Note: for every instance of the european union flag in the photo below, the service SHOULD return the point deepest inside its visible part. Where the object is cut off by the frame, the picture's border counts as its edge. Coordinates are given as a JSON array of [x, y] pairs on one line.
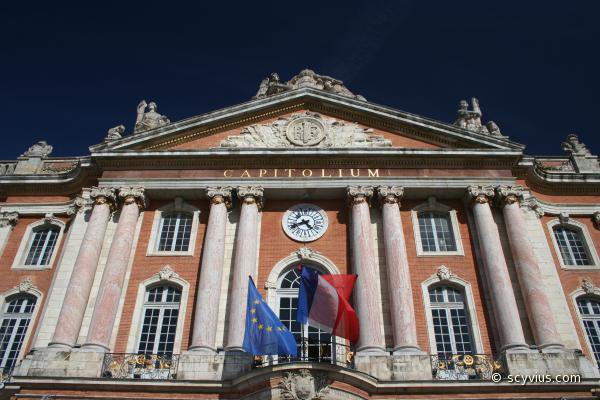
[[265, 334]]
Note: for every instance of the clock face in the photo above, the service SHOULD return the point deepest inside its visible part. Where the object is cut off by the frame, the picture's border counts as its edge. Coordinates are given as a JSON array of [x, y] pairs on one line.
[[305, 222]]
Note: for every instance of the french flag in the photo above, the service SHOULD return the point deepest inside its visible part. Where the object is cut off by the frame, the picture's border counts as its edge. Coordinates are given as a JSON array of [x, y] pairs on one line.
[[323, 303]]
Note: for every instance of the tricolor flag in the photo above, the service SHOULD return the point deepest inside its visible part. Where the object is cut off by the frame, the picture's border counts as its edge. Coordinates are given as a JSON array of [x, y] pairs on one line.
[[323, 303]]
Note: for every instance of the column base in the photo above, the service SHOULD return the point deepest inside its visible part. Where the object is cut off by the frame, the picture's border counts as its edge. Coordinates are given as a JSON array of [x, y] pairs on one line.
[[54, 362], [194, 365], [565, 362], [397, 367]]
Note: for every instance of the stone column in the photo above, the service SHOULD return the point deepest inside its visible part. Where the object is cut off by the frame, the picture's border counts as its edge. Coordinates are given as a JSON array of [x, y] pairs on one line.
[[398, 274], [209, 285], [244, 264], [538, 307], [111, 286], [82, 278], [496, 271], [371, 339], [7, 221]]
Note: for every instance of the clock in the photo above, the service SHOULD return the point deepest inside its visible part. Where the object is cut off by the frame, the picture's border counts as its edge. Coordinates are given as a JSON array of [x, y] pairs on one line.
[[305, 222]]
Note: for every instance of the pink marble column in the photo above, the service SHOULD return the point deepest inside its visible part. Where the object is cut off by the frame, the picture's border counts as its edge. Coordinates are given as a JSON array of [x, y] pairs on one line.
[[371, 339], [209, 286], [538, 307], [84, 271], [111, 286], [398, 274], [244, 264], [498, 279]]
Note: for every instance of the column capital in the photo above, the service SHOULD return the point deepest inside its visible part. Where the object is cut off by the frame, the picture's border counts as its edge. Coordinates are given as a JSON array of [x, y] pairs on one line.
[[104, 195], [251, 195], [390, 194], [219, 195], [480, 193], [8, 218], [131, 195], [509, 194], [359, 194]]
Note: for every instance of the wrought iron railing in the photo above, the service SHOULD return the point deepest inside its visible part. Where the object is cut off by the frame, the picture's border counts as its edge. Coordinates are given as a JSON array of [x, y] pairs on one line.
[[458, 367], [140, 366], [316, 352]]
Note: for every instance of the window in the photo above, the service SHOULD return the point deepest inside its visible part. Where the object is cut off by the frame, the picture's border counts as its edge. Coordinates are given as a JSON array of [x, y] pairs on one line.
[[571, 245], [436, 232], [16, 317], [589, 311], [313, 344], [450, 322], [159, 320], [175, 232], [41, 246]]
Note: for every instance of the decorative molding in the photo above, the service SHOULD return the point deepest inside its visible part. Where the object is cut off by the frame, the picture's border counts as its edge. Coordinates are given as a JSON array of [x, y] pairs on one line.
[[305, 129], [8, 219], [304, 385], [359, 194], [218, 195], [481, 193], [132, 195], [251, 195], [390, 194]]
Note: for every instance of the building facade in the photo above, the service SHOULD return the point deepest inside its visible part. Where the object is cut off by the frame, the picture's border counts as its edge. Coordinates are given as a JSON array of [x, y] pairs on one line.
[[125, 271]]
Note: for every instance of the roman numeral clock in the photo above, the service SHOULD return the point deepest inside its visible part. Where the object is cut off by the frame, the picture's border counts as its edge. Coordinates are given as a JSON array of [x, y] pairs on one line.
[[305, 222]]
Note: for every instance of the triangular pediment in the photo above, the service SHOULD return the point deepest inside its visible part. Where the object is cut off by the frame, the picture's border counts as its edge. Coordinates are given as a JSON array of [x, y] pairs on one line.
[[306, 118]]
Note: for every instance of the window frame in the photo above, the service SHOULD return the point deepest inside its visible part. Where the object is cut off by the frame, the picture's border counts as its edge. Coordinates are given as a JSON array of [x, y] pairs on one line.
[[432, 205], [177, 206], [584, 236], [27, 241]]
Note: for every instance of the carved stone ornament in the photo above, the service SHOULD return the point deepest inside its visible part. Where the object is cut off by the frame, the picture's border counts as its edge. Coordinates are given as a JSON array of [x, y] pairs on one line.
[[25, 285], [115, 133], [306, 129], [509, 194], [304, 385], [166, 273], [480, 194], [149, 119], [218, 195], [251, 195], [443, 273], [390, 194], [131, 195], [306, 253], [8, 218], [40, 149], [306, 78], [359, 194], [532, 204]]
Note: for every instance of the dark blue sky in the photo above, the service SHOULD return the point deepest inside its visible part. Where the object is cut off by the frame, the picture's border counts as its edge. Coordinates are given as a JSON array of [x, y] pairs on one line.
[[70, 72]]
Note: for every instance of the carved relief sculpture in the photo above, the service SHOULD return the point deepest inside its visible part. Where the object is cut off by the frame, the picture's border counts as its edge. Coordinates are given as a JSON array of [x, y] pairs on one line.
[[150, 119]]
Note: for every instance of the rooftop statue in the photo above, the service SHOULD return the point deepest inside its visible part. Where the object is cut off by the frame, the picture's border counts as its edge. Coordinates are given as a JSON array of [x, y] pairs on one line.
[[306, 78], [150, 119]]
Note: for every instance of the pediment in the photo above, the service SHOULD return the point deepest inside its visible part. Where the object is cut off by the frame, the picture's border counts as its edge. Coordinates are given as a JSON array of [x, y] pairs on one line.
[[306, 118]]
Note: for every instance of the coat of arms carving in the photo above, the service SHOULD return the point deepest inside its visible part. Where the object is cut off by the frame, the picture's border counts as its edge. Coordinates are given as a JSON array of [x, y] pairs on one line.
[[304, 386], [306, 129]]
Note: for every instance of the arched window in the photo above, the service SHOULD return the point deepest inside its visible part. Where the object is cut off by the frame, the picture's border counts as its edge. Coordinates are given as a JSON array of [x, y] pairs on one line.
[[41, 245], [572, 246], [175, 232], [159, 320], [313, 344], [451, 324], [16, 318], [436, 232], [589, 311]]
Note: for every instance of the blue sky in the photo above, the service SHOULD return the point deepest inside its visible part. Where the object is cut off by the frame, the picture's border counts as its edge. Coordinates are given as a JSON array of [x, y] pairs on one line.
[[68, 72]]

EXERCISE INSTRUCTIONS
Extract all of the records above word for word, omitting the pictures.

SOLUTION TO THIS TASK
Note: for every instance of the european union flag in the photo below, the service SHOULD return the point deepest inside its visible part. Where the object is cut off by the frame, the picture's border counts as its edge. Coordinates are given as a JSON array of [x, y] pairs on one line.
[[265, 334]]
Note: for every instance of the clock face in the photo above, the service SHOULD return the point deepest inside its visible part. Where the object is cut off by the frame, the picture's border counts as its edge. Coordinates are given as a JSON array of [x, y] pairs on one line.
[[305, 222]]
Note: for every instance of the french flag in the photo above, the service SHOULD return the point deepest inside its visible part. Where the object is cut off by the frame, the picture's border counts as its edge. Coordinates are given as a JSON array of [x, y] pairs on one line.
[[323, 303]]
Note: for every instance of the tricolor flag in the photo above, the service SHOULD return the point deepest inside its visible part. Where the object is cut off by the frame, the picture's border counts as its edge. Coordinates are given as a JSON array of [x, y] pairs on one line.
[[323, 303]]
Note: for every instance of the column base in the photo above, the service SHOULD return the point deepest inside its visible part. Where the object is cut off by the frame, the picture's border counts as its edge. Coordinates are given as a JSON array of [x, y] pairs on one line.
[[54, 362], [194, 365], [565, 362], [397, 367]]
Note: for every instance of the stone column in the photo above, the service SHOULD return the point deepest inside its visible part. Where the object is cut off by the frame, the picture's border counts as its edge. Coordinates are given as a JSON array of [x, y] pairs on one line.
[[398, 274], [209, 285], [244, 264], [538, 307], [111, 286], [82, 278], [496, 271], [371, 339], [7, 221]]
Note: for every instance of the clock in the photo above, the service SHOULD return the point deepest inside its visible part. Where the object is cut off by the frame, the picture's border counts as its edge. Coordinates are given as a JSON array of [x, y] pairs on one line.
[[305, 222]]
Note: for every instance of the pink marble column in the photo above, the service SHOULD return the point deepest inside its visible part. Where the object is cut off by the frame, the picture's border counts as its edge. Coordinates are given as a JSON array of [x, y] pairs on one line.
[[371, 339], [209, 286], [538, 307], [84, 271], [111, 286], [398, 274], [244, 264], [498, 279]]
Note: for every instance of the column capital in the photo above, the service SHOULD return the point deepest inside its visible part. Where the object is cut off by the frame, the picture's border counts as its edge. Coordinates are given as a JSON array of [x, y] pairs on one line.
[[104, 195], [251, 195], [390, 194], [219, 195], [480, 193], [8, 218], [131, 195], [509, 194], [359, 194]]
Note: for every instance of the wrought iron railing in the photo above, the service SHOULD return the point deepest inside its visible part. Where the object is cut off by the frame, the picture's border counts as its edge. Coordinates are given as a JSON array of [x, y] pairs on one line.
[[458, 367], [140, 366], [316, 352]]
Note: for every instance of the window in the photo above, the service SHOULD return the point deepest inside its visible part. Where the object is cut off by the frame, the picture's border counts as its edge. Coordinates are given as a JSON array of [x, y] pairs on one line.
[[571, 245], [436, 232], [16, 317], [589, 311], [313, 344], [450, 322], [159, 320], [175, 232], [41, 246]]
Note: for every instance of the decorative molding in the photo above, the service SHOULD return the point deepest inside its visible part. Where the object is cut off by the frame, the picture's border counts as its edge. Coordinates are given as a JSON array of [x, y] pairs on one line.
[[305, 129], [8, 219], [304, 385], [359, 194], [218, 195], [481, 193], [132, 195], [251, 195], [390, 194]]
Note: for every instance of the building facade in the photo above, the service SHOULD return the point deepest inside its visible part. Where the object is cut off by the frame, the picture's border counts as its edge. Coordinates are given as a JSON array of [x, y] pairs on one line.
[[125, 271]]
Note: for every instance of the roman numeral clock in the photo above, the service SHOULD return the point deepest inside its visible part. Where the object is cut off by the frame, the picture's border counts as its edge. Coordinates are given as a JSON array of [x, y] pairs on one line.
[[305, 222]]
Note: for every instance of the triangular pediment in the photo above, the service SHOULD return the point deepest inside its visible part. Where the object is cut off by the frame, the picture's border counts as its edge. Coordinates are given as a JSON array of [x, y] pairs on one line.
[[306, 118]]
Note: for every instance of the window frame in the photo above, the service SHOULD return the point deepest inside its visible part. Where the object is cut off by the frame, the picture's border counts as its edge. Coordinates are given as a JSON array of [x, y] pairs on one line.
[[432, 205], [177, 206], [584, 236], [27, 241]]
Note: for every instance of the carved stone ornament in the photo above, the service SHOULD return the point deepest inside its visible part. Where the object is cut off by the frame, the picture's border counts as its edge. Coordinates are given as a JSON array of [x, y] pairs on one line.
[[25, 285], [115, 133], [306, 129], [509, 194], [304, 385], [166, 273], [480, 194], [149, 119], [218, 195], [251, 195], [443, 273], [390, 194], [131, 195], [306, 253], [8, 218], [40, 149], [306, 78], [359, 194], [532, 204]]
Note: for every instance of the dark blue sky in the photo above, the service SHOULD return the point deepest inside its visible part. Where the object is cut off by the frame, the picture's border counts as its edge. Coordinates are given as a JSON array of [x, y] pairs on one line.
[[70, 72]]
Note: for every instance of the carved relief sculpture in the photo above, the service SHOULD return the point deepest inside its visible part. Where the object is cut off by the frame, the picture's border counts as its edge. Coordinates are given as a JSON array of [x, y] pairs on one line.
[[150, 119]]
Note: for every instance of the rooftop statue in the photo above, the service SHOULD return the point deepest inside its visible part. Where the object is cut off by the frame, the picture's border counts as its edge. Coordinates are given as a JSON array of [x, y] pairs on one line.
[[306, 78], [150, 119]]
Note: for every instance of the pediment in the photo above, the service SHOULD return the point deepest inside its visible part. Where the object is cut off by the frame, the picture's border counts as its edge. Coordinates are given as a JSON array of [x, y] pairs on one line.
[[306, 118]]
Note: for every instance of the coat of arms carving in the photo above, the service SHOULD return the point deepest inside its visible part. Where the object is cut off by the frame, the picture's border counts as its edge. Coordinates are given as a JSON array of [x, y] pairs on one line.
[[304, 386], [306, 129]]
Note: for every instance of the arched window in the photo above, the service SHOULD return the point deepest inside its visible part. Where the object is cut off by the frame, the picture's border counts as its edge. Coordinates are given as a JSON array of [x, y] pairs on one line.
[[41, 245], [572, 246], [175, 232], [159, 320], [313, 344], [451, 324], [16, 318], [436, 232], [589, 311]]
Note: for every instance of the blue sky in the photo above, the service SHOULD return the point deepest inside its visible part. Where the object is cut off by the frame, the picture's border counts as its edge. Coordinates are given as a JSON array of [x, y] pairs on one line.
[[68, 72]]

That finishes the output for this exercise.